Each record below should be set down exactly.

- **Extracted entries**:
--- START ---
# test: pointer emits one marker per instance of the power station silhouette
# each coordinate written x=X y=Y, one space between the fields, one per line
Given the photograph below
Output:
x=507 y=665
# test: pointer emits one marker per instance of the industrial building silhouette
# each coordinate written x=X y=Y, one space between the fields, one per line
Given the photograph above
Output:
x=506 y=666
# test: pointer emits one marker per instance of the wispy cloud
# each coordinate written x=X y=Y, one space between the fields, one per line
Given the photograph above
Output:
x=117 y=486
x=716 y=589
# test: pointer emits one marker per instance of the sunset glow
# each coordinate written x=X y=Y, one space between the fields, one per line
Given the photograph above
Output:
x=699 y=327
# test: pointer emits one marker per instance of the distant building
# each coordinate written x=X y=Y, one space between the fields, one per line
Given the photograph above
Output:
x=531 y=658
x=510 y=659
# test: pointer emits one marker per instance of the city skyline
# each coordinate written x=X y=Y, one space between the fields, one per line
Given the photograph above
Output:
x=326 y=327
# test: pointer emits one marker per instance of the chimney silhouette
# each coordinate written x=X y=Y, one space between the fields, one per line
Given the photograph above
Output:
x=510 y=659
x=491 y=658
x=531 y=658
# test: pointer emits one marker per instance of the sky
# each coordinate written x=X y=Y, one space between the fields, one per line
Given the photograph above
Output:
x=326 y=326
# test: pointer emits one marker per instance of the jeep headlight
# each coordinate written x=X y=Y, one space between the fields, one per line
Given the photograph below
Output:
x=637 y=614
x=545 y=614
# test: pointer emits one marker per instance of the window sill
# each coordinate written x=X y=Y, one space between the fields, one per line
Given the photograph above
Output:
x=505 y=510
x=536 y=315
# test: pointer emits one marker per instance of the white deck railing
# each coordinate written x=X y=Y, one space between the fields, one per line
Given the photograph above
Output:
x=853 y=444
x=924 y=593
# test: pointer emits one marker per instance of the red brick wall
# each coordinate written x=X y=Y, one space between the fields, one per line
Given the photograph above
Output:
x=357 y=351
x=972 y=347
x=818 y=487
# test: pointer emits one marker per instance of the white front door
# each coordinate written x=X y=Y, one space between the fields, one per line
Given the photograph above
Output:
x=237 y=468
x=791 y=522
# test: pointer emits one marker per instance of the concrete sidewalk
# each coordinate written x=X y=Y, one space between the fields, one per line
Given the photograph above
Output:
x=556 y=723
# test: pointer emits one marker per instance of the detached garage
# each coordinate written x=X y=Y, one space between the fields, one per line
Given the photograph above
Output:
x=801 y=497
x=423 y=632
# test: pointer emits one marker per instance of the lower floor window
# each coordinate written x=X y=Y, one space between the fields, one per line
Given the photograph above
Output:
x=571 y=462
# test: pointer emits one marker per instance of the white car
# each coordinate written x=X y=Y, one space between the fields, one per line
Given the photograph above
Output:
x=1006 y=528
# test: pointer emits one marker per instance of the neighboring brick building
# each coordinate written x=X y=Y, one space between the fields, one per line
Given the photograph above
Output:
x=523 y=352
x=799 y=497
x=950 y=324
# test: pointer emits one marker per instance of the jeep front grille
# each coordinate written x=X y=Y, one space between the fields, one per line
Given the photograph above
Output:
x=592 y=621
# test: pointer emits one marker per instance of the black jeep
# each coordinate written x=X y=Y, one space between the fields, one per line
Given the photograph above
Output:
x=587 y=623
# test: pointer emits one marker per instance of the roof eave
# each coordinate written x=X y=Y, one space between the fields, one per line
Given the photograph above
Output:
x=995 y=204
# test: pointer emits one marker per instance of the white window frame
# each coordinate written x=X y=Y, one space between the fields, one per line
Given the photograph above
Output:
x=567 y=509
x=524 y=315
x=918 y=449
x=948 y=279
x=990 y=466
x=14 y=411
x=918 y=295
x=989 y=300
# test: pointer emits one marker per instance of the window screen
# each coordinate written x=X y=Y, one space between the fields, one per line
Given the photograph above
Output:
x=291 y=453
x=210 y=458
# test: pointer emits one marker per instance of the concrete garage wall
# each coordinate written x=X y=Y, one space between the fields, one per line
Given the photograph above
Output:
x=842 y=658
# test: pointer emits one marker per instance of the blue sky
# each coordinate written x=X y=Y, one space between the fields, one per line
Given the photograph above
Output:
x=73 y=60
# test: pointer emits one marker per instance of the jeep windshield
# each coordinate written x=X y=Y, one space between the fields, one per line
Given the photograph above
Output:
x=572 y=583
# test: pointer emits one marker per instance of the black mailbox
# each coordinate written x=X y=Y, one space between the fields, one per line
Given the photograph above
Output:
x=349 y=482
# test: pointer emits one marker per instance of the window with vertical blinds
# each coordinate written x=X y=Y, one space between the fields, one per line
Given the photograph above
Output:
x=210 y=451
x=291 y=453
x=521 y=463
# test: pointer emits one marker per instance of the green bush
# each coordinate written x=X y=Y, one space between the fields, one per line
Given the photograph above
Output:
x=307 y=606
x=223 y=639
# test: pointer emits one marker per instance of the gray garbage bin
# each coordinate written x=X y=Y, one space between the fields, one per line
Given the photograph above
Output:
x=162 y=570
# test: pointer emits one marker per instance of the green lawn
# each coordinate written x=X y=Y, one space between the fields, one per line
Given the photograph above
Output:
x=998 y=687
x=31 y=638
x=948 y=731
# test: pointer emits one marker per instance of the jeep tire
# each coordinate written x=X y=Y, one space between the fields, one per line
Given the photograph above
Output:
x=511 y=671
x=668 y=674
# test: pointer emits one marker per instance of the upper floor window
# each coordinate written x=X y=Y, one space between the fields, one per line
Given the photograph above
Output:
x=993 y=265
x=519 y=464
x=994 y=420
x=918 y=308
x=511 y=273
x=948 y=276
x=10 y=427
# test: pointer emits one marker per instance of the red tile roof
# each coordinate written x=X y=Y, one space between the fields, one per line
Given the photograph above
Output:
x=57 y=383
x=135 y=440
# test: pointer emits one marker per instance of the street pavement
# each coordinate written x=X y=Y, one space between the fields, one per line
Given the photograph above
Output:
--- END ---
- **Answer for this exercise**:
# test: pointer emits one marker per instance of the power station silhouette
# each coordinate written x=X y=Y, one space between the fields, one per line
Given the photograph below
Output:
x=507 y=665
# test: pointer emits one marker per instance of the industrial building silhouette
# each coordinate written x=X y=Y, one space between the fields, one per line
Given the photograph above
Output:
x=506 y=666
# test: pointer emits one marker per instance of the wispy cloud
# each coordinate written x=X y=Y, one space between the fields, one per line
Given the photograph above
Output:
x=117 y=486
x=716 y=589
# test: pointer emits one marker per instance of the sunset glow
# each coordinate written x=X y=Y, one space between the fields, one per line
Given the photograph above
Output:
x=699 y=327
# test: pointer emits one marker per instance of the distant building
# each coordinate written x=X y=Y, one space between the fields, one per line
Given the photograph above
Output:
x=531 y=658
x=510 y=659
# test: pointer emits one marker per instance of the city skyline
# each coordinate written x=X y=Y, one space between the fields, one per line
Given the photograph above
Output:
x=326 y=327
# test: pointer emits one marker per instance of the chimney silhouette
# each coordinate written x=X y=Y, one space between the fields, one per line
Given the photograph above
Output:
x=510 y=659
x=491 y=658
x=531 y=658
# test: pointer emits one marker per instance of the sky
# each coordinate written x=X y=Y, one space between the fields, one per line
Given the photograph above
Output:
x=326 y=326
# test: pointer emits one marker per instance of the jeep headlight
# each coordinate written x=X y=Y, one space between the fields, one per line
Given the photograph below
Output:
x=637 y=614
x=545 y=614
# test: pointer emits one marker per instance of the window sill
# each coordinate written x=X y=Y, one space between the fields, one per line
Given the photograph above
Output:
x=505 y=510
x=536 y=315
# test: pointer emits one marker per instance of the white deck railing
# each coordinate written x=X y=Y, one space between the fields, one per line
Given the photograph above
Output:
x=853 y=444
x=924 y=593
# test: pointer emits one marker per instance of the red brick wall
# each coordinate written x=X y=Y, one space between the fields, one per line
Given the photograph above
Output:
x=357 y=351
x=972 y=347
x=818 y=487
# test: pointer emits one marker per instance of the white front door
# each coordinate written x=X y=Y, one space between the fields, one per line
Given the photograph above
Output:
x=237 y=468
x=791 y=522
# test: pointer emits one marker per instance of the concrete sidewalk
# each coordinate written x=X y=Y, one space between the fields, one per line
Given the photograph above
Output:
x=556 y=723
# test: pointer emits one marker per instance of the detached garage
# each coordinate written x=X y=Y, one space between the fields, one per line
Given the photograph above
Output:
x=801 y=497
x=423 y=632
# test: pointer emits one marker per instance of the lower floor window
# each coordinate written x=X y=Y, one space between the fields, one per line
Given the photograph above
Output:
x=571 y=462
# test: pointer emits one marker per instance of the white car
# each coordinate written x=X y=Y, one space between the fields, one per line
Given the photograph above
Output:
x=1006 y=528
# test: pointer emits one marker per instance of the neighboring brick building
# each coordinate written x=X y=Y, one space between the fields, one per line
Given the photograph above
Output:
x=523 y=352
x=799 y=497
x=950 y=324
# test: pointer emits one marker per instance of the jeep front grille
# each coordinate written x=X y=Y, one space between the fields, one per line
Given the photograph above
Output:
x=592 y=621
# test: pointer emits one marker per instance of the black jeep
# each coordinate written x=X y=Y, one space between the fields, one per line
Given the photograph above
Output:
x=587 y=623
# test: pointer emits one marker per instance of the roof eave
# each coordinate written x=X y=Y, one space between the fields, one per line
Given the photograph above
Output:
x=995 y=204
# test: pointer emits one marker per instance of the white window frame
# each coordinate written x=X y=Y, one space between the fields, one per line
Given the photograph above
Output:
x=567 y=509
x=524 y=315
x=918 y=449
x=948 y=279
x=990 y=466
x=14 y=411
x=918 y=295
x=989 y=300
# test: pointer emits one marker per instance of the window screen
# each coordinate written x=X y=Y, one space between the fields, one per line
Given the photograph above
Output:
x=291 y=453
x=210 y=458
# test: pointer emits one marker per instance of the concrete garage wall
# each coordinate written x=X y=Y, one space between the fields, one per line
Given the photograph above
Output:
x=842 y=658
# test: pointer emits one marker per instance of the blue sky
# each coordinate written x=X y=Y, one space between the fields, one per line
Given the photograph above
Output:
x=73 y=60
# test: pointer emits one marker per instance of the jeep windshield
# each coordinate written x=X y=Y, one space between the fields, one per line
Given the photograph above
Output:
x=572 y=583
# test: pointer emits one marker per instance of the black mailbox
# each coordinate written x=X y=Y, one space between the fields, one per line
Given the photograph above
Output:
x=349 y=482
# test: pointer emits one marker per instance of the window with vertical blinds
# each coordinate written x=X y=Y, one space between the fields, one per line
Given the photograph above
Output:
x=210 y=451
x=291 y=453
x=521 y=463
# test: pointer emits one marker per instance of the green bush
# each coordinate written x=X y=Y, one space between the fields, one per line
Given the photograph above
Output:
x=307 y=606
x=223 y=639
# test: pointer emits one marker per instance of the gray garbage bin
# each coordinate written x=X y=Y, one space between the fields, one per line
Given the photograph above
Output:
x=162 y=570
# test: pointer emits one marker per instance of the green lawn
# each coordinate written x=X y=Y, one space between the fields, one per line
Given the photograph above
Output:
x=998 y=687
x=31 y=638
x=948 y=731
# test: pointer emits one marker per instance of the jeep tire
# each coordinate written x=X y=Y, one space between the fields, one per line
Given the photograph above
Output:
x=511 y=671
x=668 y=674
# test: pointer emits one marker per instance of the upper floor window
# each coordinate written x=X y=Y, one space between the fields, one per line
Given the photograph above
Output:
x=993 y=265
x=519 y=464
x=994 y=420
x=918 y=308
x=511 y=273
x=948 y=276
x=10 y=427
# test: pointer emits one marker per instance of the red tile roof
# each coordinate written x=X y=Y, one space between the fields, one per line
Given the photograph above
Output:
x=57 y=383
x=135 y=440
# test: pointer emits one marker per instance of the street pavement
# each coordinate written x=X y=Y, one space between the fields, one per line
Given the photograph above
Output:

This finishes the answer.